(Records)
◇ ◇ ◇ ◇ ◇ ◇ ◇
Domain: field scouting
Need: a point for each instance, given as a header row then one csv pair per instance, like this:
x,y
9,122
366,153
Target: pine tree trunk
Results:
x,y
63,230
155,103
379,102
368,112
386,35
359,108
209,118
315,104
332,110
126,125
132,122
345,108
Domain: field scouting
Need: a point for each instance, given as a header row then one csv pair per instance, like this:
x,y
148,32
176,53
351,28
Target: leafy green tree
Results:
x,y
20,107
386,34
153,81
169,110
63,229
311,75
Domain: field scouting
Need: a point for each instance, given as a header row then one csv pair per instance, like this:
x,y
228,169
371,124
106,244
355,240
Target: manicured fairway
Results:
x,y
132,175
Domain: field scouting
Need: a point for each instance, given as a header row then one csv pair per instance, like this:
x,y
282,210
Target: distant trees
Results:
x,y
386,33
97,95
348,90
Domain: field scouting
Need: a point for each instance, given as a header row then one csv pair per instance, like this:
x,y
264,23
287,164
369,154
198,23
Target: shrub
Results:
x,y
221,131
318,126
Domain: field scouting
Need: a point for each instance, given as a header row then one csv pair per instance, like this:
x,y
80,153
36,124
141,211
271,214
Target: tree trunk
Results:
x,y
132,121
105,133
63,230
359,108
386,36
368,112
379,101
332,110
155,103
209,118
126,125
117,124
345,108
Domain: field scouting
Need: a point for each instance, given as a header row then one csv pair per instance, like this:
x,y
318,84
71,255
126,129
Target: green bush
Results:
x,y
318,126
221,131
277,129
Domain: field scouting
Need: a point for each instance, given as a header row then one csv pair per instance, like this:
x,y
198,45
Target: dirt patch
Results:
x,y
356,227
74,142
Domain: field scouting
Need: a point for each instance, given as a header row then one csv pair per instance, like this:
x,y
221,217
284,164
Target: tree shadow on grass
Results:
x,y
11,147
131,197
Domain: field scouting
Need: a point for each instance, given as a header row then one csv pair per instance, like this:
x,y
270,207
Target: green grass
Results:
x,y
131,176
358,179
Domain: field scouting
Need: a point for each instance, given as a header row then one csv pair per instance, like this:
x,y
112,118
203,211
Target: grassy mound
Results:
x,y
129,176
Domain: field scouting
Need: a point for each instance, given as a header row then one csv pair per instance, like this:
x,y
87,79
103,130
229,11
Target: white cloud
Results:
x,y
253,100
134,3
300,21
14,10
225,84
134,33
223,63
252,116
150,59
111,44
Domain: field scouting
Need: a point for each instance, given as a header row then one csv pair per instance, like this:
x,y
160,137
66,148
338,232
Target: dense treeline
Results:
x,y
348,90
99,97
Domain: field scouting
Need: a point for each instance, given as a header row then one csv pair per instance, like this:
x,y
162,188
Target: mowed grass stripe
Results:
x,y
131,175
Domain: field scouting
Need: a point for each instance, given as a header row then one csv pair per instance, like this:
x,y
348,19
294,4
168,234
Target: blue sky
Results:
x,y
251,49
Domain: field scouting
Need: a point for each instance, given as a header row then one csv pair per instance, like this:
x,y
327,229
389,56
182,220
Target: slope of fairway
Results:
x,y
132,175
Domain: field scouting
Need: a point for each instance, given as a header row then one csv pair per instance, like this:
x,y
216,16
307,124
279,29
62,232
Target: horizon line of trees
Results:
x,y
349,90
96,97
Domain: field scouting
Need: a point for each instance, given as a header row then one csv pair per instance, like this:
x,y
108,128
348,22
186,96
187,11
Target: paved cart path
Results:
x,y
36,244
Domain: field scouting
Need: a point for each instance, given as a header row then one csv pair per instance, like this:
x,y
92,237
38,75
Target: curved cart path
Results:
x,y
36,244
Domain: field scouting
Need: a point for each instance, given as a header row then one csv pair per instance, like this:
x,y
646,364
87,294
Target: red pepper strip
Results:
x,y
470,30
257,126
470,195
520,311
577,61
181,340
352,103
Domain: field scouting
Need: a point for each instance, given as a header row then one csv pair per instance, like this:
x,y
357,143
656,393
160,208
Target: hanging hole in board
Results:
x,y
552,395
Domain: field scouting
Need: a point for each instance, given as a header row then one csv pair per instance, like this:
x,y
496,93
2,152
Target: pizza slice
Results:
◇ ◇ ◇ ◇ ◇ ◇ ◇
(PROBLEM REQUIREMENTS)
Give every line of the material again, exactly as it reads.

(WORKED ANSWER)
Domain: field scouting
Need: a point for each instance, given as a header row then one csv pair per instance, like this:
x,y
9,122
366,153
Target: pine tree trunk
Results:
x,y
63,230
155,103
379,102
368,112
386,35
359,108
209,118
315,104
332,110
126,125
132,122
345,108
Domain: field scouting
Need: a point for each instance, given as a header row then one csv pair per instance, like this:
x,y
148,32
176,53
351,28
Target: leafy green tree
Results:
x,y
20,107
386,34
153,81
169,110
63,229
311,75
Domain: field scouting
Need: a point for each instance, given as a header row then one csv pair per instance, like this:
x,y
228,169
371,124
106,244
355,240
Target: manicured fairway
Results:
x,y
132,175
Domain: field scouting
Need: a point for each instance, given as a header row then one csv pair per instance, like this:
x,y
282,210
Target: distant trees
Results:
x,y
386,33
97,95
348,90
Domain: field scouting
Need: a point for each instance, given as a header row then one csv pair per instance, like this:
x,y
264,23
287,164
369,154
198,23
Target: shrub
Results:
x,y
221,131
318,126
Domain: field scouting
Need: a point for each instance, given as a header row then one csv pair per instance, like this:
x,y
80,153
36,124
141,211
271,214
Target: tree trunk
Results:
x,y
132,121
105,133
63,230
359,108
386,36
368,112
379,101
332,110
155,103
209,118
126,125
117,124
345,108
Domain: field scouting
Need: a point for each instance, given as a header row then one csv pair per instance, like this:
x,y
318,84
71,255
126,129
Target: green bush
Results:
x,y
318,126
221,131
277,129
Domain: field scouting
Need: a point for each instance, given as a header row then one csv pair per instance, like this:
x,y
198,45
Target: dirt patch
Results:
x,y
356,227
74,142
Domain: field scouting
Need: a point for each instance, given as a header row then one csv pair per instance, like this:
x,y
221,217
284,164
Target: tree shadow on grass
Results:
x,y
11,147
131,197
Domain: field scouting
Need: a point for each instance, given as a header row then one csv pair per instance, like this:
x,y
270,207
Target: green grass
Results:
x,y
131,176
358,179
Domain: field scouting
Need: a point for each instance, given as a header row then one csv pair per instance, like this:
x,y
112,118
203,211
Target: grassy mound
Results:
x,y
129,176
Domain: field scouting
Need: a point for each instance, given as a header row then one csv pair per instance, like this:
x,y
87,79
103,130
229,11
Target: white cloud
Results:
x,y
253,100
134,3
300,21
14,10
225,84
134,33
223,63
252,116
150,59
111,44
Domain: field scouting
Need: a point for each instance, given as a header row then one csv pair per instance, like this:
x,y
160,137
66,148
338,232
Target: dense treeline
Results:
x,y
348,90
99,97
Domain: field scouting
Need: a point for each instance, given as a header row then one csv pair per instance, like this:
x,y
162,188
Target: mowed grass stripe
Results:
x,y
131,175
Domain: field scouting
Need: a point for each instance, given as a header row then one csv pair per instance, like this:
x,y
348,19
294,4
168,234
Target: blue sky
Results:
x,y
251,49
Domain: field scouting
Need: a point for each instance, given as a header row then one csv pair per instance, like this:
x,y
327,229
389,56
182,220
Target: slope of fairway
Results:
x,y
132,175
Domain: field scouting
Need: a point for each instance, given as a header row then one csv pair per instance, like this:
x,y
216,16
307,124
279,29
62,232
Target: horizon line of trees
Results:
x,y
349,90
96,97
Domain: field scouting
Need: a point for each instance, given as a header row then one csv pair per instance, like this:
x,y
108,128
348,22
186,96
187,11
Target: paved cart path
Results:
x,y
36,244
Domain: field scouting
Need: a point for each instance, given as a header row then one csv pair per instance, like this:
x,y
92,237
38,75
Target: curved cart path
Results:
x,y
36,244
Domain: field scouting
Need: a point for each instance, given as a header row then one csv pair per instance, like this:
x,y
646,364
87,294
Target: red pepper strip
Results:
x,y
470,30
257,126
470,195
520,311
577,61
181,340
352,103
Domain: field scouting
Need: a point for each instance, given as a header row then one csv pair per instance, like this:
x,y
357,143
656,393
160,208
Target: hanging hole in board
Results:
x,y
552,395
Domain: field scouting
Need: a point for each instance, given as a header row then one csv pair per instance, like this:
x,y
496,93
2,152
Target: pizza slice
Results:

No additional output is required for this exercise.